* Exercise instructions *
Type out the lines below exactly, from the first through the line holding "--target white comforter", and include no pictures.

* Given data *
++++
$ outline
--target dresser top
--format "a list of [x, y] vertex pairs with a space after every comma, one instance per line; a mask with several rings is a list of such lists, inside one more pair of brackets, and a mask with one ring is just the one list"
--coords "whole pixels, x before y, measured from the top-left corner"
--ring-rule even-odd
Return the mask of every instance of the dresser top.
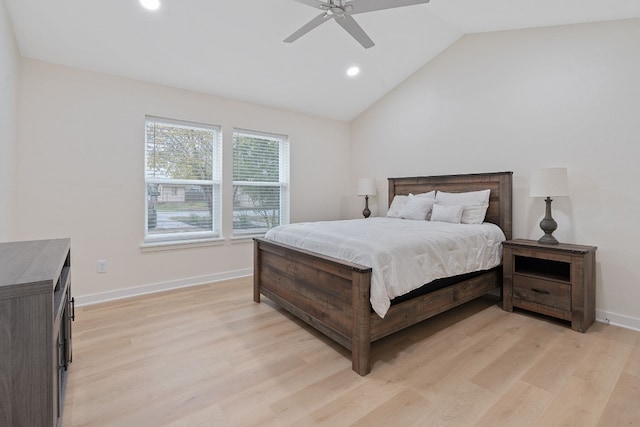
[[62, 271], [70, 245], [70, 239], [0, 243], [0, 289], [53, 282]]

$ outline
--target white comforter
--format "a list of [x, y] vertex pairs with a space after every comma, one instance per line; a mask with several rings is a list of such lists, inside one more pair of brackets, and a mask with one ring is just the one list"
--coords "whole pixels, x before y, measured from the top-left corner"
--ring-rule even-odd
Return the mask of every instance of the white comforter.
[[371, 306], [380, 317], [393, 298], [425, 283], [499, 265], [505, 240], [491, 223], [398, 218], [282, 225], [265, 238], [372, 267]]

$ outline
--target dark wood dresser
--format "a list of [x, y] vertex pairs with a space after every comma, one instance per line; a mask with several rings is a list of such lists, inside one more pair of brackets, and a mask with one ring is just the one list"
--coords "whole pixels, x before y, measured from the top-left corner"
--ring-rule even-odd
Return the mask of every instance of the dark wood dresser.
[[502, 307], [571, 322], [585, 332], [595, 321], [596, 247], [535, 240], [504, 242]]
[[0, 426], [58, 426], [71, 363], [69, 239], [0, 243]]

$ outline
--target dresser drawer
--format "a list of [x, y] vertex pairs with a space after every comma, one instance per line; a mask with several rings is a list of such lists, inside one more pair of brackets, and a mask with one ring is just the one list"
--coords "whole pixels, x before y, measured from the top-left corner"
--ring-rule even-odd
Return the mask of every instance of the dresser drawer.
[[514, 274], [513, 298], [569, 311], [571, 285]]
++++
* Task answer *
$ outline
--target dresser top
--format "a list of [x, y] vertex pairs with a space after every comma, one instance per line; a mask with several rings is a list of such lists, inside one more pair of brackets, and a mask with one ring is just the one list"
--coords "whole pixels, x before y, measured from the top-left corner"
--ring-rule even-odd
Return the mask of every instance of the dresser top.
[[62, 271], [70, 245], [70, 239], [0, 243], [0, 289], [53, 282]]

$ outline
--target white comforter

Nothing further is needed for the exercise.